De plus, on ne prend pas de mesures pour contrecarrer «l’argent roi» en surveillant et sanctionnant, au besoin, par des amendes, les Ehpads business privés(ils n’aiment pas avoir à payer!) où les protections élémentaires ne sont pas respectées car non respectables par manque du strict nécessaire organisationnel et pratique (à regarder pas loin de Pau!)
Facile à dire, moins à faire. On ne forme pas du personnel médical en 4 mois, surtout que là on parle du personnel spécialisé pour intervenir en soins intensifs et en réanimation (car c’est là que ça coince, ce ne sont pas les lits standards qui manque, mais les places en réanimation). Il faut 5 soignants par lit en réanimation, je vous laisse faire le calcul si on veut doubler le nombre de lits : actuellement il n’y a pas d’autre moyen de le faire qu’en déshabillant d’autres services.

__Objectif visé__
Citez mot pour mot l'intégralité du texte sur les Ehpads privés et le manque de places en réanimation.

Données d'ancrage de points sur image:
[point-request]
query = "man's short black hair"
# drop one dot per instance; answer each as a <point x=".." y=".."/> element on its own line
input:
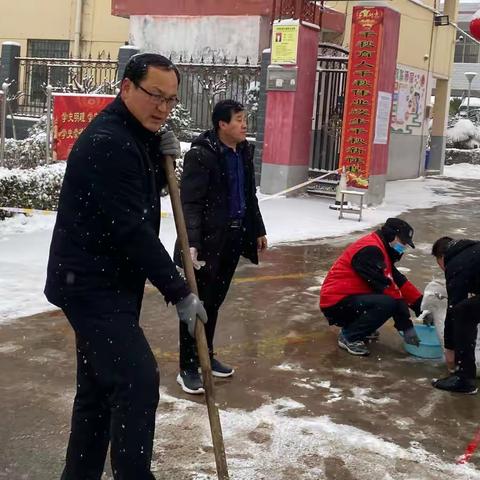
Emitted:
<point x="223" y="111"/>
<point x="137" y="67"/>
<point x="440" y="247"/>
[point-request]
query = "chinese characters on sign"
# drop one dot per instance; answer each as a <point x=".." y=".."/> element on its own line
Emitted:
<point x="71" y="114"/>
<point x="360" y="102"/>
<point x="284" y="44"/>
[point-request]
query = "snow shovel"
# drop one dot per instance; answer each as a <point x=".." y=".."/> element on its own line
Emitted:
<point x="201" y="339"/>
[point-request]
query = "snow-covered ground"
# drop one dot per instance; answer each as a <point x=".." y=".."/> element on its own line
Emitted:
<point x="24" y="241"/>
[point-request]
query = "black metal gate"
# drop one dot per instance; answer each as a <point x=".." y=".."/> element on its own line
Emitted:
<point x="327" y="129"/>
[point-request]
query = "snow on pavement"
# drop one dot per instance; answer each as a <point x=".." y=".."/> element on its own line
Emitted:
<point x="280" y="437"/>
<point x="24" y="241"/>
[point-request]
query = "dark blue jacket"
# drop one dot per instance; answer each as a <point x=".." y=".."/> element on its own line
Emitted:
<point x="205" y="198"/>
<point x="462" y="276"/>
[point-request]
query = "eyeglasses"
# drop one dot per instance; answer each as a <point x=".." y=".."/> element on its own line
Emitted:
<point x="159" y="99"/>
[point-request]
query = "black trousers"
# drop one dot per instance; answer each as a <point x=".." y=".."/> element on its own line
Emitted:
<point x="213" y="282"/>
<point x="117" y="396"/>
<point x="465" y="317"/>
<point x="361" y="315"/>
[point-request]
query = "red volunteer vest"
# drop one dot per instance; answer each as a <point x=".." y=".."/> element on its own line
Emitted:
<point x="342" y="280"/>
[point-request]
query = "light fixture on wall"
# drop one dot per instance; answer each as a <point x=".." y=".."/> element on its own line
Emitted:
<point x="441" y="20"/>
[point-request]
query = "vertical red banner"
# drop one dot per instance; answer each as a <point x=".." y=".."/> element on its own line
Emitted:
<point x="71" y="114"/>
<point x="358" y="127"/>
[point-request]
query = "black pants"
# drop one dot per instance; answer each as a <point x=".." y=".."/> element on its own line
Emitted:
<point x="465" y="317"/>
<point x="117" y="396"/>
<point x="361" y="315"/>
<point x="213" y="282"/>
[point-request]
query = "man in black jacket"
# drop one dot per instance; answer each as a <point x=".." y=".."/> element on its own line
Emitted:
<point x="223" y="222"/>
<point x="460" y="260"/>
<point x="105" y="245"/>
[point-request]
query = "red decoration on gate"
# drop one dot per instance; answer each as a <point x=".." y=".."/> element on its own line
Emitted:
<point x="475" y="25"/>
<point x="71" y="114"/>
<point x="360" y="103"/>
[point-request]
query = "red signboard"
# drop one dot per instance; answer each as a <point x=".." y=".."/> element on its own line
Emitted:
<point x="361" y="95"/>
<point x="71" y="114"/>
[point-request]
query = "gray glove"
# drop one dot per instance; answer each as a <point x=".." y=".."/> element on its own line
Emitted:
<point x="188" y="309"/>
<point x="427" y="318"/>
<point x="169" y="144"/>
<point x="410" y="336"/>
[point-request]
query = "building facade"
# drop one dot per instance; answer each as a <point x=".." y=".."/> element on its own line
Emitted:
<point x="467" y="54"/>
<point x="424" y="66"/>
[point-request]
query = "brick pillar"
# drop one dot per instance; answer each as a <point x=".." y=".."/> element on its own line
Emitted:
<point x="262" y="108"/>
<point x="288" y="120"/>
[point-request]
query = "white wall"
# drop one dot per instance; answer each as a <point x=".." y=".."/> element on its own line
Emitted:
<point x="198" y="36"/>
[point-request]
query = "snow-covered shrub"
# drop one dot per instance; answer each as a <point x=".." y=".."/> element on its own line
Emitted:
<point x="30" y="152"/>
<point x="37" y="188"/>
<point x="463" y="134"/>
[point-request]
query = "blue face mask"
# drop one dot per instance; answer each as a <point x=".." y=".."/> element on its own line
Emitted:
<point x="399" y="248"/>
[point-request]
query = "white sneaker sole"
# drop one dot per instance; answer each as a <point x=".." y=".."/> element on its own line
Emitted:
<point x="189" y="390"/>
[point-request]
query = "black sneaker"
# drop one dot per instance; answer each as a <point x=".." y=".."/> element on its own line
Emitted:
<point x="373" y="337"/>
<point x="454" y="383"/>
<point x="220" y="369"/>
<point x="355" y="348"/>
<point x="190" y="382"/>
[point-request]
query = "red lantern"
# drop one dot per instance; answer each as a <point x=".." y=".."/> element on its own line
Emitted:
<point x="475" y="25"/>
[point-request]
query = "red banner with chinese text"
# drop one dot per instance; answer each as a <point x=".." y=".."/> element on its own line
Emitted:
<point x="361" y="95"/>
<point x="71" y="114"/>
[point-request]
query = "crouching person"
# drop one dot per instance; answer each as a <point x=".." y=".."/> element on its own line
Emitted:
<point x="460" y="260"/>
<point x="363" y="289"/>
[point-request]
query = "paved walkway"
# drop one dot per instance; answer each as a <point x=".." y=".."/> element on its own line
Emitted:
<point x="297" y="408"/>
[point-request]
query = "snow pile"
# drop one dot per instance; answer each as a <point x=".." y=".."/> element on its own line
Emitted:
<point x="281" y="440"/>
<point x="30" y="152"/>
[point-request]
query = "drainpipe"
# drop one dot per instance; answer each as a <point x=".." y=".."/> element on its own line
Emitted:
<point x="78" y="28"/>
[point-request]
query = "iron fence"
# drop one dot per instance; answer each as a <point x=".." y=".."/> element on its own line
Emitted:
<point x="64" y="75"/>
<point x="203" y="84"/>
<point x="331" y="80"/>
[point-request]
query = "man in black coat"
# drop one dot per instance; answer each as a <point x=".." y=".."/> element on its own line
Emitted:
<point x="460" y="260"/>
<point x="105" y="245"/>
<point x="223" y="222"/>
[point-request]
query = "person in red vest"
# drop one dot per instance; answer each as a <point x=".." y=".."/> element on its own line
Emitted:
<point x="363" y="289"/>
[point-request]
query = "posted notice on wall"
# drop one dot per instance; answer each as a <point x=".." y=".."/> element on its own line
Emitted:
<point x="71" y="114"/>
<point x="285" y="44"/>
<point x="382" y="119"/>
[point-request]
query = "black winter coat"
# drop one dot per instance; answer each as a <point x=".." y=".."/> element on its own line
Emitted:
<point x="205" y="198"/>
<point x="105" y="242"/>
<point x="462" y="275"/>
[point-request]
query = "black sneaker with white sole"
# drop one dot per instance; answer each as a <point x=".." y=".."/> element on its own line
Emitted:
<point x="357" y="347"/>
<point x="456" y="384"/>
<point x="190" y="381"/>
<point x="221" y="370"/>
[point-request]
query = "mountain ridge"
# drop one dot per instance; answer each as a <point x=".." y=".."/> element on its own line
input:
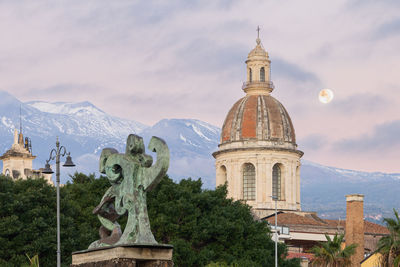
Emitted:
<point x="85" y="130"/>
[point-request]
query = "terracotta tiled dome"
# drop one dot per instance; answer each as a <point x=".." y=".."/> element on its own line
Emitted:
<point x="258" y="117"/>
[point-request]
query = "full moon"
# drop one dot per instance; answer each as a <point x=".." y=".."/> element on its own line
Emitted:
<point x="325" y="96"/>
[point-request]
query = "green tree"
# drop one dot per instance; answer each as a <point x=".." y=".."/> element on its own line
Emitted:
<point x="27" y="221"/>
<point x="331" y="254"/>
<point x="389" y="246"/>
<point x="205" y="226"/>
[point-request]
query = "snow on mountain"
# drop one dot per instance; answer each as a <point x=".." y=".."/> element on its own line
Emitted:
<point x="191" y="143"/>
<point x="85" y="130"/>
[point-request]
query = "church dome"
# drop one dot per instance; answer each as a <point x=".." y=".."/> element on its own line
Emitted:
<point x="258" y="117"/>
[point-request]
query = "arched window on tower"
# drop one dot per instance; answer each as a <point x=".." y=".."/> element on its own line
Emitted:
<point x="221" y="175"/>
<point x="276" y="182"/>
<point x="262" y="74"/>
<point x="249" y="182"/>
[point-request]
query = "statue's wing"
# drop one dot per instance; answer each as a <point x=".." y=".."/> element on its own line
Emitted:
<point x="153" y="175"/>
<point x="105" y="153"/>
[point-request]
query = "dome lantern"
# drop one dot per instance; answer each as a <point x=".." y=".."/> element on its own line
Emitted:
<point x="258" y="71"/>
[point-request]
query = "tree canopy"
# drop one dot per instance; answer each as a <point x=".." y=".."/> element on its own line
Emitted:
<point x="204" y="226"/>
<point x="389" y="246"/>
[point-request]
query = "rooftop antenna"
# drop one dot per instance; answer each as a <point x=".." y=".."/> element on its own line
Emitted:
<point x="20" y="121"/>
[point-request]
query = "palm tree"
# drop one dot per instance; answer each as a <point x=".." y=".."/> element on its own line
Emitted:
<point x="389" y="246"/>
<point x="331" y="254"/>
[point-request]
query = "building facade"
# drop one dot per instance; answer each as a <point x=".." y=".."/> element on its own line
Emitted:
<point x="259" y="161"/>
<point x="17" y="161"/>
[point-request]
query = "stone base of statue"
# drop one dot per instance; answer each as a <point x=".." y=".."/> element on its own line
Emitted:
<point x="138" y="255"/>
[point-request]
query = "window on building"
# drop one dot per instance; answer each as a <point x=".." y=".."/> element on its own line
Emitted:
<point x="249" y="182"/>
<point x="262" y="74"/>
<point x="222" y="175"/>
<point x="276" y="182"/>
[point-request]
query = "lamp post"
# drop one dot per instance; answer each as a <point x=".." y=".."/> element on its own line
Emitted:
<point x="275" y="198"/>
<point x="55" y="154"/>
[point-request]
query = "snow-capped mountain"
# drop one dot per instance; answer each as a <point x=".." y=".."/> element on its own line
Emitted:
<point x="85" y="130"/>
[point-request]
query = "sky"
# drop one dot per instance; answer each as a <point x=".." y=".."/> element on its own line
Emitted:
<point x="149" y="60"/>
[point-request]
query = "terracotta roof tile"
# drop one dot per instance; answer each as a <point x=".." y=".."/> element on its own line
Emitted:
<point x="370" y="227"/>
<point x="291" y="218"/>
<point x="292" y="255"/>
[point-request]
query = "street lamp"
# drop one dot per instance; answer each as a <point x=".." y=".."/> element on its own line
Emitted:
<point x="275" y="198"/>
<point x="55" y="154"/>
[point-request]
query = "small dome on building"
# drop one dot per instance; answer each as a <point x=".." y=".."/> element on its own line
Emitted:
<point x="258" y="117"/>
<point x="258" y="51"/>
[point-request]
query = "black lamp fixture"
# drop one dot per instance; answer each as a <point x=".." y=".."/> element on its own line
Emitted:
<point x="68" y="161"/>
<point x="55" y="154"/>
<point x="47" y="169"/>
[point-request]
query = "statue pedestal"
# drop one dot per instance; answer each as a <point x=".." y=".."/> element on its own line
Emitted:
<point x="138" y="255"/>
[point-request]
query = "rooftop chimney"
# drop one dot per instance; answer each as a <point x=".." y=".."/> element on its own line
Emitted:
<point x="355" y="226"/>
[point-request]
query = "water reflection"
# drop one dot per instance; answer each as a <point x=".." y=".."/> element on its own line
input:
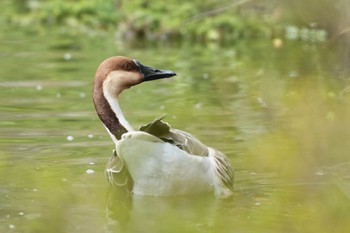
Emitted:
<point x="164" y="214"/>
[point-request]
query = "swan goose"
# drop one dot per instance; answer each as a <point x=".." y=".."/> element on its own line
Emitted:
<point x="155" y="160"/>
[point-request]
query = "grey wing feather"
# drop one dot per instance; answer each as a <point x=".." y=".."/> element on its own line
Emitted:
<point x="193" y="146"/>
<point x="181" y="139"/>
<point x="117" y="173"/>
<point x="224" y="169"/>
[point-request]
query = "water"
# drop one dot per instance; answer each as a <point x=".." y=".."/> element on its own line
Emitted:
<point x="280" y="115"/>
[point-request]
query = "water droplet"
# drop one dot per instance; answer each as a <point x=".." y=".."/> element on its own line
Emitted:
<point x="89" y="171"/>
<point x="67" y="56"/>
<point x="39" y="87"/>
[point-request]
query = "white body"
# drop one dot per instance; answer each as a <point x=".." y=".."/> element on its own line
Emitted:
<point x="159" y="168"/>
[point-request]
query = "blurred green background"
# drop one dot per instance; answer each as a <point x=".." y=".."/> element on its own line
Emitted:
<point x="265" y="82"/>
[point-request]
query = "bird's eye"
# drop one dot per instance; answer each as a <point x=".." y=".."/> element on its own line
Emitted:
<point x="126" y="66"/>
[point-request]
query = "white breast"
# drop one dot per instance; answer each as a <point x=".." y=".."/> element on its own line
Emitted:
<point x="159" y="168"/>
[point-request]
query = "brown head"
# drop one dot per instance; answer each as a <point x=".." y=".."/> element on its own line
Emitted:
<point x="114" y="75"/>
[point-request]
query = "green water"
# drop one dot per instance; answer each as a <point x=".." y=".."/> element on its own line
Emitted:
<point x="280" y="115"/>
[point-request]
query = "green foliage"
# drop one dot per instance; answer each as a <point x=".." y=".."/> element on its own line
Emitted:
<point x="195" y="21"/>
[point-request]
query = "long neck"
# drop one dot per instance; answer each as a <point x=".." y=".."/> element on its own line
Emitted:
<point x="109" y="112"/>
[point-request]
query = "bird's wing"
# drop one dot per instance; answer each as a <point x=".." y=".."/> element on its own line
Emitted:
<point x="117" y="173"/>
<point x="181" y="139"/>
<point x="193" y="146"/>
<point x="223" y="168"/>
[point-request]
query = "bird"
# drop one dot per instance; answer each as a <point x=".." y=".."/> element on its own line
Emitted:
<point x="156" y="159"/>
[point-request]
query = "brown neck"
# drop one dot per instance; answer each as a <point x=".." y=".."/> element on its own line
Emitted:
<point x="105" y="112"/>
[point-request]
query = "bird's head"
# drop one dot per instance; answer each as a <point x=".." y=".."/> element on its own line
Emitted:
<point x="116" y="74"/>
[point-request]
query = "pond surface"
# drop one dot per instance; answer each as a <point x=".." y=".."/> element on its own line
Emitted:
<point x="281" y="116"/>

__Réponse finale__
De plus, on ne prend pas de mesures pour contrecarrer «l’argent roi» en surveillant et sanctionnant, au besoin, par des amendes, les Ehpads business privés(ils n’aiment pas avoir à payer!) où les protections élémentaires ne sont pas respectées car non respectables par manque du strict nécessaire organisationnel et pratique (à regarder pas loin de Pau!)
Facile à dire, moins à faire. On ne forme pas du personnel médical en 4 mois, surtout que là on parle du personnel spécialisé pour intervenir en soins intensifs et en réanimation (car c’est là que ça coince, ce ne sont pas les lits standards qui manque, mais les places en réanimation). Il faut 5 soignants par lit en réanimation, je vous laisse faire le calcul si on veut doubler le nombre de lits : actuellement il n’y a pas d’autre moyen de le faire qu’en déshabillant d’autres services.